Tujuan A: Dalam tulisan tentang makna hijrah, apa saja arti kata hijrah secara bahasa?
Tujuan B: Lanjutkan tulisan tentang makna hijrah itu mulai dari sesudah poin ketiga.

Kutipan terpilih:

######

Sedikit-Sedikit Hijrah!?


 

Oleh: Andris Susanto
 
Untuk Beberapa waktu ke belakang 'Hijrah' telah menjadi salah satu kata yang cukup intens berkunjung di benak ini. Kalaupun sambil lalu dan peringkatnya turun naik tergantung postingan yang muncul di timeline, kata ini berhasil menembus top 10 chart kata tepopuler alam nalar untuk beberapa minggu terakhir. Belakangan memang sudah hampir keluar hitungan, tapi urutannya kembali meroket sesaat saya tengok banner aplikasi wajib di PC kantor.
"Hijrah to much better place!" Wow... What a wonderful words, I think!
Selidik punya selidik, ternyata ungkapan itu muncul berkaitan dengan cerita kepindahan kantor. Takjub sekaligus berkerut kening membacanya. Sedikit-sedikit hijrah!? Sekedar memperindah diksi atau memang hendak menjadikan hal tersebut tonggak pemutus keburukan menuju keadaan yang lebih baik, saya kurang paham.
Secara bahasa, hijrah bisa diartikan memutuskan, pergi, atau berpindah. Jadi, penggunaannya dalam konteks perpindahan tempat jelas tidak melangar hukum. Penggunaan tersebut sekedar peyorasi dari istilah hijrah dalam sirah nabawiyah.
“Segala amal itu tergantung niatnya, dan setiap orang hanya mendapatkan sesuai niatnya. Maka barang siapa yang hijrahnya kepada Allah dan Rasul-Nya, maka hijrahnya itu kepada Allah dan Rasul-Nya. Barang siapa yang hijrahnya itu Karena kesenangan dunia atau karena seorang wanita yang akan dikawininya, maka hijrahnya itu kepada apa yang ditujunya.” (Bukhari no. 1 dan Muslim no. 1907)
Mengutip hadist di atas dan berkaca pada sejarah kepindahan Rosulullah SAW dari Mekkah ke Madinah yang disebabkan tidak kondusifnya mekkah untuk dakhwah dan ibadah, maka makna hijrah menjadi lebih khusus. Jika penulis diijinkan menyimpulkan, berikut poin-poin perihal hijrah yang bisa kita ambil:
1. Hijrah didorong oleh keadaan buruk yang tidak mungkin dipaksakan untuk tetap bertahan.
2. Adanya kepastian bahwa tujuan hijrah adalah tempat atau keadaan yang lebih baik dari yang saat ini ditempati, bukan yang sama saja apalagi lebih buruk.
3. Memutuskan atau meninggalkan tempat atau keadaan yang buruk harus dengan tujuan untuk memaksimalkan kebaikan di tempat atau keadaan yang baru.

######

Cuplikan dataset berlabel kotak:
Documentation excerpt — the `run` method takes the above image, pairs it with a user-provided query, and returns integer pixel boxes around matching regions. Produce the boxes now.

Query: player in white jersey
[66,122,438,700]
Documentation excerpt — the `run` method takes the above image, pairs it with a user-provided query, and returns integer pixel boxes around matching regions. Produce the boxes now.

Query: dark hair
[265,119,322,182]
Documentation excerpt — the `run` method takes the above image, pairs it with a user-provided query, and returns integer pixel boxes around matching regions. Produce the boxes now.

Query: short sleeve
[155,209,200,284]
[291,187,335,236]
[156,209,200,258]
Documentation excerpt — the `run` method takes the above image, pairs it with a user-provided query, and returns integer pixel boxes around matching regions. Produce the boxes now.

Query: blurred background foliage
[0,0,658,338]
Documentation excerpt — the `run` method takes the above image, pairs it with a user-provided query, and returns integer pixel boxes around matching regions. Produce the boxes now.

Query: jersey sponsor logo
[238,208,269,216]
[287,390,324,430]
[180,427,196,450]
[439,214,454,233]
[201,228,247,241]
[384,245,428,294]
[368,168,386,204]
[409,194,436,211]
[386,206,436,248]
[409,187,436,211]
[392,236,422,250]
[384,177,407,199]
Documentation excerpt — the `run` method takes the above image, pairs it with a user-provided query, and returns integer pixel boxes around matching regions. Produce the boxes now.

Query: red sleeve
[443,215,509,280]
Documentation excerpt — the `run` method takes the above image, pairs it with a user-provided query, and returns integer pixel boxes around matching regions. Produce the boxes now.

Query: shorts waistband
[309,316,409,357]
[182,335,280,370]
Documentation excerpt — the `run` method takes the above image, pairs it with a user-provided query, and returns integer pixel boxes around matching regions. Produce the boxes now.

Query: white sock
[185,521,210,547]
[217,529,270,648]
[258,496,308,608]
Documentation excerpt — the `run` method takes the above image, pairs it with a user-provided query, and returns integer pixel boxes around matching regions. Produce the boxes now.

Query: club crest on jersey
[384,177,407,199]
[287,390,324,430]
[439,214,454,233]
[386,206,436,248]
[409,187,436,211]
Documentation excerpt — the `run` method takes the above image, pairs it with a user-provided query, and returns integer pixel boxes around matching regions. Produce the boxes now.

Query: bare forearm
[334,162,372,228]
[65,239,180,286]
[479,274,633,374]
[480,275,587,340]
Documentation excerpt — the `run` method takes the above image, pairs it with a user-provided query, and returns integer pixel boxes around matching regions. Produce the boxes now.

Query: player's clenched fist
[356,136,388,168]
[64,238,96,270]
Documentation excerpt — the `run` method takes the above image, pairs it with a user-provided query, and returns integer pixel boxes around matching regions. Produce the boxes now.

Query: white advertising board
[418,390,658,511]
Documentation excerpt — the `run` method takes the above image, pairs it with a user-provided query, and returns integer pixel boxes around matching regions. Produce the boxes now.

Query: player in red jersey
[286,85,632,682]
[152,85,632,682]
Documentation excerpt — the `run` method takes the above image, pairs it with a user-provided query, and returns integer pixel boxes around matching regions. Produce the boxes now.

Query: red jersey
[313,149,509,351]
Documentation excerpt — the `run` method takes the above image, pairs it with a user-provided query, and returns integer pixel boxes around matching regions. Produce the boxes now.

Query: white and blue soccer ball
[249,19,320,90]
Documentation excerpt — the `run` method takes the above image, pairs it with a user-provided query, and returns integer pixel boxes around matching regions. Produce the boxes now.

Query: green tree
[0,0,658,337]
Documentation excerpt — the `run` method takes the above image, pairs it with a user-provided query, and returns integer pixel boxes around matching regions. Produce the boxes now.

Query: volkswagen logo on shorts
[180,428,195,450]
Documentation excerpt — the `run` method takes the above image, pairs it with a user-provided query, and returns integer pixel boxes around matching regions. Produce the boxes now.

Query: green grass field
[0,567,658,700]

######

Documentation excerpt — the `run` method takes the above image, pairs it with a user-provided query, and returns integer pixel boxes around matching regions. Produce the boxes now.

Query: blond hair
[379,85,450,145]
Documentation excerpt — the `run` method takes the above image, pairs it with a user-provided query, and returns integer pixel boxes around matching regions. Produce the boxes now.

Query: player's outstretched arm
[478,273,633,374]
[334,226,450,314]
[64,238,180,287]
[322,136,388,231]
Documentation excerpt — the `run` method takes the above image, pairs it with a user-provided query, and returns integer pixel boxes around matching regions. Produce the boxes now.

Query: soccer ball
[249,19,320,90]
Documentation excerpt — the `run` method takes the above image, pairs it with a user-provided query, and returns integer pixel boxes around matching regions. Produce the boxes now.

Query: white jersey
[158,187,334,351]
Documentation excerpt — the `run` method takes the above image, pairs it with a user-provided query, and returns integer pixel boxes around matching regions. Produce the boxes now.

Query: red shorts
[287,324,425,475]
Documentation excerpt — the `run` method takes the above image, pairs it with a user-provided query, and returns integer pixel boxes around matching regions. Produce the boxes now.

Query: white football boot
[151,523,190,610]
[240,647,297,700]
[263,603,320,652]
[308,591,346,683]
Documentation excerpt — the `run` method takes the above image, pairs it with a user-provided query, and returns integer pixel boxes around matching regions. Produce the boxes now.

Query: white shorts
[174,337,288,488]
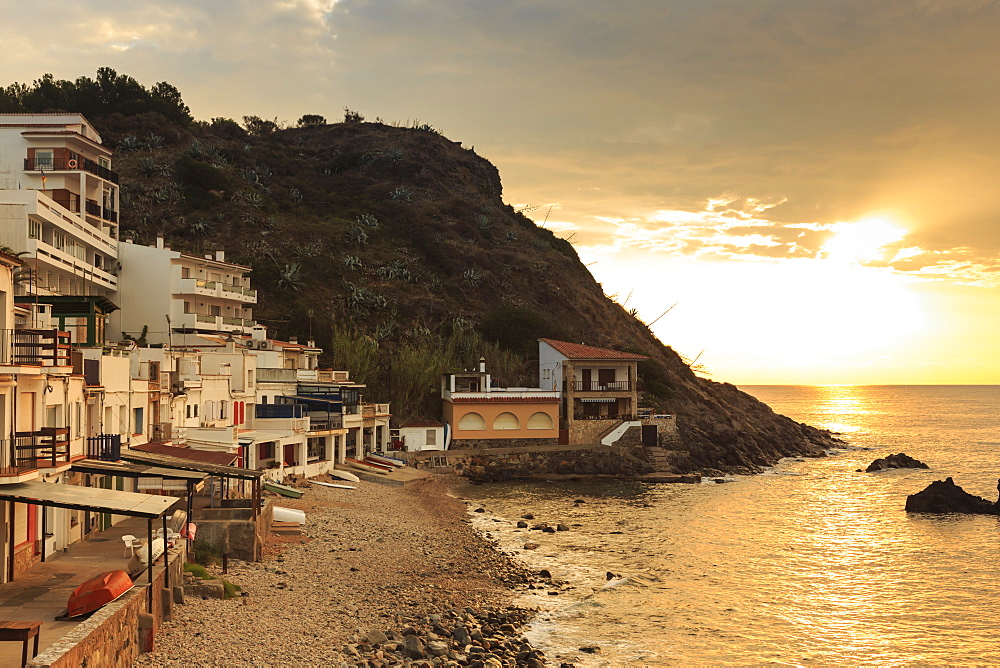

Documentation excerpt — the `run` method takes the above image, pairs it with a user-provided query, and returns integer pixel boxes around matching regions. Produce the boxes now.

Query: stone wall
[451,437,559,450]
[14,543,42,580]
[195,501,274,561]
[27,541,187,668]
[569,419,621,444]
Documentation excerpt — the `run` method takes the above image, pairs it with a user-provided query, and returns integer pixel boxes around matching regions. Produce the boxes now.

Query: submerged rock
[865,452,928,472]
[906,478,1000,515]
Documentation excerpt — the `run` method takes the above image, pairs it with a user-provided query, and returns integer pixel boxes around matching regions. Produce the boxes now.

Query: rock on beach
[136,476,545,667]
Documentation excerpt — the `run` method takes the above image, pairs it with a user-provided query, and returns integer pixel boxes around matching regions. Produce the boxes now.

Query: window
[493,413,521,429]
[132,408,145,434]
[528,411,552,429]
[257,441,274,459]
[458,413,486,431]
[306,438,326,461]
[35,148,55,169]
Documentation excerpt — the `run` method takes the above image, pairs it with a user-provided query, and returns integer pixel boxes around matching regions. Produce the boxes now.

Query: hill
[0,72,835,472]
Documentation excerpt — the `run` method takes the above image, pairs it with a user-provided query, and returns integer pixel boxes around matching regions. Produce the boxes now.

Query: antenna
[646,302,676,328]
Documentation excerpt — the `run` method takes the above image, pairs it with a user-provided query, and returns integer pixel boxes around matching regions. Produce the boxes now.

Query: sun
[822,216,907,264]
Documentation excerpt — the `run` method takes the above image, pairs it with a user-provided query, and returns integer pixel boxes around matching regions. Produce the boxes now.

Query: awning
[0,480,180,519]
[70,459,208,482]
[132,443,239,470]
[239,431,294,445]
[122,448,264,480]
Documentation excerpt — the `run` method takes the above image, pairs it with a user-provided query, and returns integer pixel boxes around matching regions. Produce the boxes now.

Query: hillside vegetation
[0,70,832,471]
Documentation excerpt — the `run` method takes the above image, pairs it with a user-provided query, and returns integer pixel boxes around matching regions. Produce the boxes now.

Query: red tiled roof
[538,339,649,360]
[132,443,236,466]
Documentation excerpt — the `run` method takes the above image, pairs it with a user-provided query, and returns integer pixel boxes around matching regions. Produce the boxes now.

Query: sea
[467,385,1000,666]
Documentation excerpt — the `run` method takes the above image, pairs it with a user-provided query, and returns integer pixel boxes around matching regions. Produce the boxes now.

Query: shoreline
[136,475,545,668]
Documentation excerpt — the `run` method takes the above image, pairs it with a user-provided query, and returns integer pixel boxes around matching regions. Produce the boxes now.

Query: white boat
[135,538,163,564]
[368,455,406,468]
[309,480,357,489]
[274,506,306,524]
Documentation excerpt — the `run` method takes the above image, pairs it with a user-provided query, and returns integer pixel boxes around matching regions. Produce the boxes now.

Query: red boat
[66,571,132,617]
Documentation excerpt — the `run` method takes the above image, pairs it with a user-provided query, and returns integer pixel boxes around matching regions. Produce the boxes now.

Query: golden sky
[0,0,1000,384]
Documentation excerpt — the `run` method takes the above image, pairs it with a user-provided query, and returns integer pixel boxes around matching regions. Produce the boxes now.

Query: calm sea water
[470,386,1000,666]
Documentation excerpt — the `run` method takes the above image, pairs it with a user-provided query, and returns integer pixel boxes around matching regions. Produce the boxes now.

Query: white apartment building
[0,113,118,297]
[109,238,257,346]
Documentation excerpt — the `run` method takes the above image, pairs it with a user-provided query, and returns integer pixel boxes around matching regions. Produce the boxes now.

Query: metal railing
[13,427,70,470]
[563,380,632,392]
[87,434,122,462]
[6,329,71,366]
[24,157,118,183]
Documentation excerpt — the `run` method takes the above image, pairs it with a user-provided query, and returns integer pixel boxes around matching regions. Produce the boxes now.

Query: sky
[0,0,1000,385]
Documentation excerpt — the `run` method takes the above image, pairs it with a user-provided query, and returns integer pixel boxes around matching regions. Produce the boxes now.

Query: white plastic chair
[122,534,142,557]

######

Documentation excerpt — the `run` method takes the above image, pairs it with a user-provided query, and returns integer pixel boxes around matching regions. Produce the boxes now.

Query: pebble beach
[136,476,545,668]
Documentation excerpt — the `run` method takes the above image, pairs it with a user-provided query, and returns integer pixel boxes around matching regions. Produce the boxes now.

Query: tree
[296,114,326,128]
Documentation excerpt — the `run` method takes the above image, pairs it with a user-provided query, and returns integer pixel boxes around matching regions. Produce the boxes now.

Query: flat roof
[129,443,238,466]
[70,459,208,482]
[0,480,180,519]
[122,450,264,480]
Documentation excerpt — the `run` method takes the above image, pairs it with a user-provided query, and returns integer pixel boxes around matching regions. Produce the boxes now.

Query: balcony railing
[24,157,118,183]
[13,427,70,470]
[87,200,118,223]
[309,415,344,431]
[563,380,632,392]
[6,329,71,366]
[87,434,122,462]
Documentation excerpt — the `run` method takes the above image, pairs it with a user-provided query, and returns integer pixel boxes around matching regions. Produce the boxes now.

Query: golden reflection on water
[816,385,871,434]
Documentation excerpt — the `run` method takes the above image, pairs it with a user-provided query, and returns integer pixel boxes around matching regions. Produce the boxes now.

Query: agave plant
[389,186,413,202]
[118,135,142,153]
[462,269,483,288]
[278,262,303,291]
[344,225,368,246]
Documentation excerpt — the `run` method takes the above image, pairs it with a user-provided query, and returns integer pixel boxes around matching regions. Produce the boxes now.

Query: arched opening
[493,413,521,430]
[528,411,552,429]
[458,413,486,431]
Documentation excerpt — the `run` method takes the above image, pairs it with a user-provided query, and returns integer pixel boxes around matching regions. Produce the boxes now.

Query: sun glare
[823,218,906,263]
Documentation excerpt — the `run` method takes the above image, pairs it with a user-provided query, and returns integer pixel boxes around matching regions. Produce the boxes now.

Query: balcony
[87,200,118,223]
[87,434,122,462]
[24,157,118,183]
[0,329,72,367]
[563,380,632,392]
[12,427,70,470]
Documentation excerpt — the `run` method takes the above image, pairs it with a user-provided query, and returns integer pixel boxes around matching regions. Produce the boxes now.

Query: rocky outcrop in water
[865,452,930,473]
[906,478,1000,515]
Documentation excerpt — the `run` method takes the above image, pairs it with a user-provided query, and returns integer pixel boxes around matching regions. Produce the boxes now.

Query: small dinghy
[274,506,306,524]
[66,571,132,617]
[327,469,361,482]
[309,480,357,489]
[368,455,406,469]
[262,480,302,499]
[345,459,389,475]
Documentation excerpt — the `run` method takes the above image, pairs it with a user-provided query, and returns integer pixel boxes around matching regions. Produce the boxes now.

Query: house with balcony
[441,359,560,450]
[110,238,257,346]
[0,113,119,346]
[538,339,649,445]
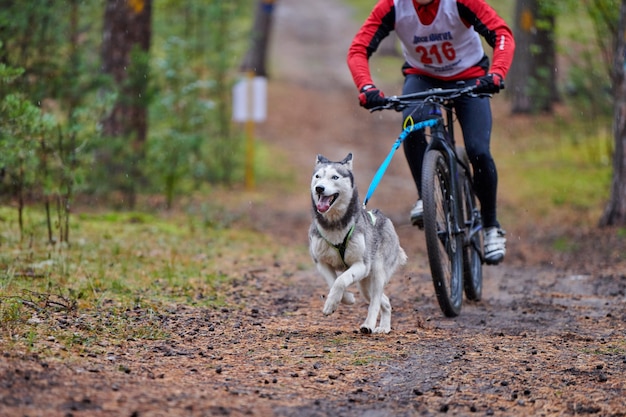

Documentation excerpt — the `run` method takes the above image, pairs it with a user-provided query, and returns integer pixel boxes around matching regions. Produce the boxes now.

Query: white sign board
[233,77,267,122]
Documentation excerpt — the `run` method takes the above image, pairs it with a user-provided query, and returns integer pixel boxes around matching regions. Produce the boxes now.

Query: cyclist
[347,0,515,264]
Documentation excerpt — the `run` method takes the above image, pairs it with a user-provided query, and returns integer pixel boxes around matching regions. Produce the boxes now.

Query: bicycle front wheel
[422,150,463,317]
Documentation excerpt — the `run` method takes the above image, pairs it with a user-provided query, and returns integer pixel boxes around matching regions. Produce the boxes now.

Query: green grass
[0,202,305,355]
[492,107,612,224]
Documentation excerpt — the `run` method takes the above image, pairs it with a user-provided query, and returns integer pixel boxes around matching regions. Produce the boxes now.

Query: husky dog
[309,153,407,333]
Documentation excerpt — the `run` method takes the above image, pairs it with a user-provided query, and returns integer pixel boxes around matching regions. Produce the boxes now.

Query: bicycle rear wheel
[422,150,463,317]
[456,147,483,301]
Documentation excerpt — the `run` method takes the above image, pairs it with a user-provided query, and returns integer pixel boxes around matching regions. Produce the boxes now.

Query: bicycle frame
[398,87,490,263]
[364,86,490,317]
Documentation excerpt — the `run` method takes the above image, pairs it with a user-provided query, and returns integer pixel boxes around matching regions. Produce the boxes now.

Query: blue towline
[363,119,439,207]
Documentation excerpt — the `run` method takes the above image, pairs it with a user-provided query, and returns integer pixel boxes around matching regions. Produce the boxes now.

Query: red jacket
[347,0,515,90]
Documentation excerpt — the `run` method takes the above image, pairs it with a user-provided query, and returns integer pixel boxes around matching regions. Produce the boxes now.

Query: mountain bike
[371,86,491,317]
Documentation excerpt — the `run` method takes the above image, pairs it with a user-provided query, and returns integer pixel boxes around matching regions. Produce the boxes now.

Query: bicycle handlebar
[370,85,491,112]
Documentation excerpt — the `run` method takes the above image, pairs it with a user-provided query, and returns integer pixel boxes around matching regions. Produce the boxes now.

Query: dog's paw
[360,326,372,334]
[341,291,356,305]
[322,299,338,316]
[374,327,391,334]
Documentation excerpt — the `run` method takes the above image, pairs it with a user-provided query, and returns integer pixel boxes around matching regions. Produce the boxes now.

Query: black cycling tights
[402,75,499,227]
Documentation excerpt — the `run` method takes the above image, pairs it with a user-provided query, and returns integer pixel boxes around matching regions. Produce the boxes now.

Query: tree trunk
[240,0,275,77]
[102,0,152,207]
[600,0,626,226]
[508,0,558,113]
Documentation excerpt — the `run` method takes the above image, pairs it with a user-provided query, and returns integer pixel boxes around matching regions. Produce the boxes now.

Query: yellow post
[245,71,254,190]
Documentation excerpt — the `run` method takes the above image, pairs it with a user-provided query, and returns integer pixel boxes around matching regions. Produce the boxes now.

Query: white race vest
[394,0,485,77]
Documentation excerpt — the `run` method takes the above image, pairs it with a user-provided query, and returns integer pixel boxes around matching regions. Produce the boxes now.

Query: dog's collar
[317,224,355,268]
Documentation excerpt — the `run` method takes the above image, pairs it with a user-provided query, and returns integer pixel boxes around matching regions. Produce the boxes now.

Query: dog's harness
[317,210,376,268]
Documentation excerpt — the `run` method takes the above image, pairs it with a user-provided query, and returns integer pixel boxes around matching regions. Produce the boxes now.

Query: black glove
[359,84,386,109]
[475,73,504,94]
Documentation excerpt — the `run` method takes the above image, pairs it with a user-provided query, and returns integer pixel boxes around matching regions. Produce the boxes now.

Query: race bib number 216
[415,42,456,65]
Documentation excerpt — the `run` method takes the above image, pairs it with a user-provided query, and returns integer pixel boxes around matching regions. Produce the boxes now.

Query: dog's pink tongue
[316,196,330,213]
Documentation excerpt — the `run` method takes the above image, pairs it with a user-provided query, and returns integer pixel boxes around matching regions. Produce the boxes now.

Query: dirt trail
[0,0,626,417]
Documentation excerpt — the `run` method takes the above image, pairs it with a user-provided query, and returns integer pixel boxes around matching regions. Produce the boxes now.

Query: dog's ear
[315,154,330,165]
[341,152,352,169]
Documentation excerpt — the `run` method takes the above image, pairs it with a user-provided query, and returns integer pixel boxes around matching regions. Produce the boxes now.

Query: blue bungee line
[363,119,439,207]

######

Jawaban akhir A: Memutuskan, pergi, atau berpindah.

Jawaban akhir B:
3. Hijrah harus dilandasi oleh niat karena Allah SWT semata. Bukan ditujukan untuk mendapatkan hal-hal lain yang bertumpu pada syahwat belaka.
Berangkat dari pandangan di atas, menjelmalah hijrah menjadi sebuah misi agung atas nama keyakinan yang didasari keikhlasan guna meraih Ridha Allah SWT. Dari sini justru muncul perasaan menggelitik ketika melihat betapa kata hijrah telah diumbar sesuka jidat untuk memaknai sesuatu yang sekedar pindah.
Pindah rumah, pindah kerja, sampai orang yang jelas-jelas kutu loncat, pindah dari ketek satu ke ketek lain, dengan bangga menyebut dirinya sedang berhijrah. Subhanallah! Pokoknya, sedikit-sedikit hijrah!? Tidak malukah kita terhadap Baginda Nabi dengan mengutip kata hijrah hanya untuk bergaya atau bahkan candaan.
Puter otak saya mencari urgensi dan esensi hijrah dalam kapasitas pribadi. Hijrah bukan perkara asal. Dia termasuk 3 pilar agama. Iman, hijrah, dan jihad yang penunaiannya harus didasari alasan pasti dan pelaksanaannya mesti sepenuh hati agar bernilai ibadah. Karenanya, bagi saya banyak hal yang harus jelas terlebih dahulu.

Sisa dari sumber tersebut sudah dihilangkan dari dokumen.